**PROBLEM TO WORK ON**
In the entries below, count every line containing "high". Reply with the number alone.

▬▬▬▬▬▬▬▬▬▬

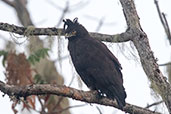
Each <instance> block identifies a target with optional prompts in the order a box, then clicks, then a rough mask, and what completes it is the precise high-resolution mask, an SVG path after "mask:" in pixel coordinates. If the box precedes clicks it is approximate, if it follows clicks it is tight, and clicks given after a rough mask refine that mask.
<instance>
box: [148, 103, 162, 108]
mask: <svg viewBox="0 0 171 114" xmlns="http://www.w3.org/2000/svg"><path fill="white" fill-rule="evenodd" d="M161 103H163V101H158V102H155V103H153V104H150V105H147V106H146V107H145V108H150V107H152V106H156V105H159V104H161Z"/></svg>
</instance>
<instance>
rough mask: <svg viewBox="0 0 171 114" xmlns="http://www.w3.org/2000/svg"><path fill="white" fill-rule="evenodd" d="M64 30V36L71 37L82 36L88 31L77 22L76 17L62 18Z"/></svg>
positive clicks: (80, 36) (65, 37)
mask: <svg viewBox="0 0 171 114" xmlns="http://www.w3.org/2000/svg"><path fill="white" fill-rule="evenodd" d="M63 22H64V28H63V29H64V31H65V38H68V39H72V38H76V37H79V38H80V37H81V38H82V37H84V36H86V35H88V31H87V30H86V29H85V28H84V27H83V26H82V25H81V24H79V23H78V18H75V19H74V20H73V21H71V20H70V19H64V20H63Z"/></svg>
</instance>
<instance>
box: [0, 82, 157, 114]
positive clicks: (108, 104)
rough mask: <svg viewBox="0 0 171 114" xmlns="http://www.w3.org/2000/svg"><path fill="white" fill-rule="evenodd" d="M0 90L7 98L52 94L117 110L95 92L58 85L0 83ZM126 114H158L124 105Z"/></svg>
mask: <svg viewBox="0 0 171 114" xmlns="http://www.w3.org/2000/svg"><path fill="white" fill-rule="evenodd" d="M0 90H1V91H2V92H3V93H4V94H7V95H9V96H15V97H16V98H18V99H19V98H20V97H24V98H26V97H27V96H30V95H47V94H53V95H58V96H64V97H69V98H72V99H75V100H80V101H84V102H88V103H96V104H101V105H105V106H112V107H115V108H118V106H117V103H116V102H115V101H113V100H109V99H107V98H101V99H99V98H97V94H98V93H97V92H96V91H87V92H85V91H81V90H77V89H74V88H71V87H66V86H59V85H50V84H42V85H41V84H36V85H27V86H22V87H19V86H14V85H8V84H5V83H3V82H2V81H0ZM123 110H124V111H125V112H127V113H134V114H160V113H158V112H154V111H150V110H148V109H146V108H141V107H138V106H135V105H131V104H128V103H127V104H126V106H125V107H124V109H123Z"/></svg>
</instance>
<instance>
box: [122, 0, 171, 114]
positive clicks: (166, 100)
mask: <svg viewBox="0 0 171 114" xmlns="http://www.w3.org/2000/svg"><path fill="white" fill-rule="evenodd" d="M120 2H121V4H122V7H123V12H124V15H125V18H126V22H127V25H128V29H129V31H131V34H132V36H134V37H132V38H131V41H132V42H133V43H134V45H135V47H136V49H137V51H138V54H139V56H140V61H141V64H142V67H143V69H144V71H145V73H146V75H147V77H148V79H149V80H150V82H151V84H152V86H153V87H155V88H156V89H157V90H158V94H159V95H160V96H161V97H162V99H163V100H164V102H165V104H166V106H167V109H168V111H169V113H171V85H170V84H169V83H168V82H167V80H166V78H165V77H164V76H163V74H162V73H161V71H160V69H159V66H158V64H157V59H156V58H155V57H154V54H153V52H152V50H151V48H150V45H149V41H148V37H147V35H146V34H145V32H144V31H143V30H142V28H141V25H140V22H139V17H138V15H137V12H136V8H135V4H134V1H133V0H120Z"/></svg>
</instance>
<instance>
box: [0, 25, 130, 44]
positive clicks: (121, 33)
mask: <svg viewBox="0 0 171 114" xmlns="http://www.w3.org/2000/svg"><path fill="white" fill-rule="evenodd" d="M0 30H3V31H8V32H12V33H16V34H19V35H25V36H32V35H50V36H53V35H62V36H64V31H63V29H60V28H55V27H51V28H50V27H49V28H35V27H33V26H28V27H19V26H16V25H13V24H12V25H11V24H8V23H2V22H1V23H0ZM90 35H91V36H92V37H93V38H95V39H98V40H102V41H107V42H126V41H129V39H130V38H131V37H132V35H131V34H130V33H129V31H128V32H125V33H121V34H116V35H107V34H100V33H93V32H92V33H90Z"/></svg>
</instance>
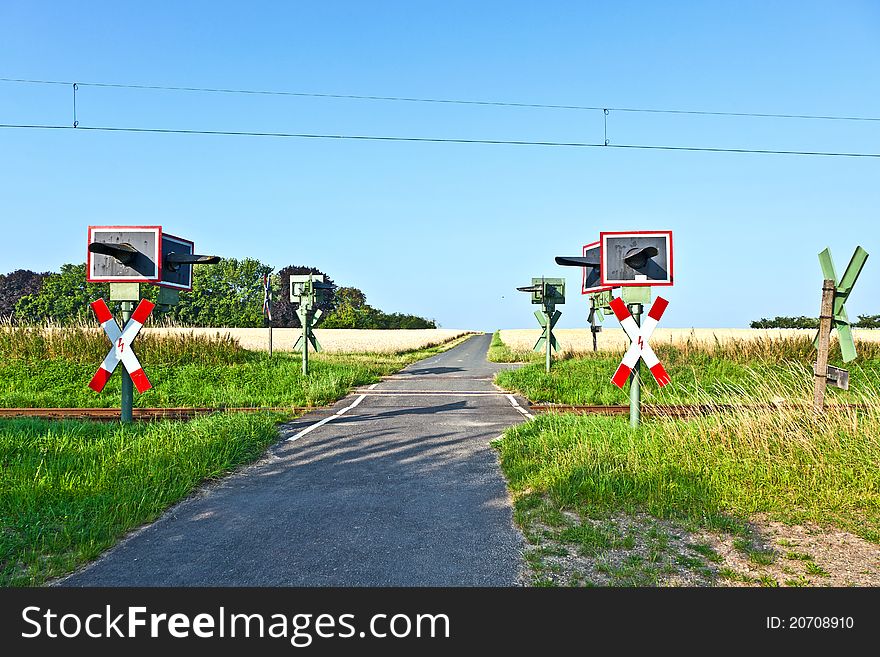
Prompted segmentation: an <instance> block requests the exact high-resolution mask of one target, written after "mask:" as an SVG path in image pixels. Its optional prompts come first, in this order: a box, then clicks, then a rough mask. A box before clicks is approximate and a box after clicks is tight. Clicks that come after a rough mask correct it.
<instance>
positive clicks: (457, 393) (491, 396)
mask: <svg viewBox="0 0 880 657" xmlns="http://www.w3.org/2000/svg"><path fill="white" fill-rule="evenodd" d="M358 394H359V395H368V396H370V397H406V396H422V397H430V396H431V395H480V396H484V397H497V396H499V395H503V394H504V393H503V392H491V391H488V390H374V391H372V392H370V391H369V389H368V390H359V391H358Z"/></svg>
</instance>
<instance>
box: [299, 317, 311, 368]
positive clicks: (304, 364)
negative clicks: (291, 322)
mask: <svg viewBox="0 0 880 657" xmlns="http://www.w3.org/2000/svg"><path fill="white" fill-rule="evenodd" d="M298 314H299V321H300V323H301V324H302V325H303V335H302V355H303V374H308V373H309V311H308V310H305V309H302V307H301V309H300V312H299V313H298Z"/></svg>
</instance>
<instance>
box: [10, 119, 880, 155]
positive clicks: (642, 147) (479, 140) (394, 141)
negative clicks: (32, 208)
mask: <svg viewBox="0 0 880 657" xmlns="http://www.w3.org/2000/svg"><path fill="white" fill-rule="evenodd" d="M0 128H8V129H14V128H19V129H29V130H74V131H98V132H127V133H152V134H175V135H214V136H235V137H275V138H292V139H332V140H355V141H386V142H421V143H437V144H491V145H507V146H544V147H563V148H620V149H634V150H656V151H690V152H702V153H751V154H757V155H800V156H819V157H853V158H880V153H857V152H855V153H846V152H835V151H806V150H803V151H801V150H774V149H767V148H720V147H711V146H665V145H648V144H603V143H589V142H563V141H526V140H512V139H457V138H450V137H401V136H390V135H332V134H314V133H293V132H252V131H239V130H191V129H176V128H132V127H120V126H84V125H82V124H80V125H79V126H78V127H75V126H71V125H40V124H14V123H0Z"/></svg>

▬▬▬▬▬▬▬▬▬▬

**RESULT OF THE EXERCISE**
2